Pirate Metrics (AARRR)

Dave McClure, 2007

Pirate Metrics organises the full customer lifecycle into five measurable stages so you can stop obsessing over traffic and start fixing the stage that's actually leaking.

// description

Pirate Metrics organises the customer lifecycle into five measurable stages: Acquisition (how users find you), Activation (the first positive experience or "aha" moment), Retention (do they come back), Revenue (do they pay), and Referral (do they tell others). Each stage has its own metrics and optimisation strategies. The framework's value is in providing a complete funnel view so teams don't over-invest in acquisition while neglecting retention or referral.

// history

Dave McClure, co-founder of startup accelerator 500 Startups, introduced the AARRR framework in a 2007 presentation titled "Startup Metrics for Pirates." McClure argued that most startups obsess over acquisition metrics (website traffic, social media followers) while ignoring the downstream stages that actually determine business viability. The framework became widely used in startup and growth marketing communities.

// example

An Etsy seller maps her AARRR funnel. Acquisition: 8,000 monthly visits from Etsy search, Pinterest, and Instagram. Activation: 800 visitors add an item to favourites or cart (10% activation rate). Retention: of previous customers, 12% return within 90 days. Revenue: average order value is £22, with 240 orders per month. Referral: 8% of customers share a purchase on social media. The funnel reveals that the biggest opportunity is not more traffic but improving retention (12% is low). She launches a post-purchase email sequence with a reorder reminder at 45 days and a returning-customer discount. Retention improves to 19% within three months.

**Material:**

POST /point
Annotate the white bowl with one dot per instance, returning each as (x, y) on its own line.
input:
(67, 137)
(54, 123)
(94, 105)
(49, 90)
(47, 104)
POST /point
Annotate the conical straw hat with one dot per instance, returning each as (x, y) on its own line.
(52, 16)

**Problems:**
1 > Decide whether each statement agrees with the Pirate Metrics text, answering yes or no and quoting the deciding words: (a) The framework was introduced in a 2007 presentation. (b) The Etsy seller's retention rose to 25%. (c) Activation measures whether users pay.
2 > Please rewrite the Pirate Metrics text from "Pirate Metrics organises the customer" up to and including "retention or referral.", replacing "teams" with "companies".
The lines aren't needed here.

**Solved problems:**
1 >
(a) Yes: "introduced the AARRR framework in a 2007 presentation titled "Startup Metrics for Pirates.""
(b) No: "Retention improves to 19% within three months."
(c) No: "Activation (the first positive experience or "aha" moment)"

2 >
Pirate Metrics organises the customer lifecycle into five measurable stages: Acquisition (how users find you), Activation (the first positive experience or "aha" moment), Retention (do they come back), Revenue (do they pay), and Referral (do they tell others). Each stage has its own metrics and optimisation strategies. The framework's value is in providing a complete funnel view so companies don't over-invest in acquisition while neglecting retention or referral.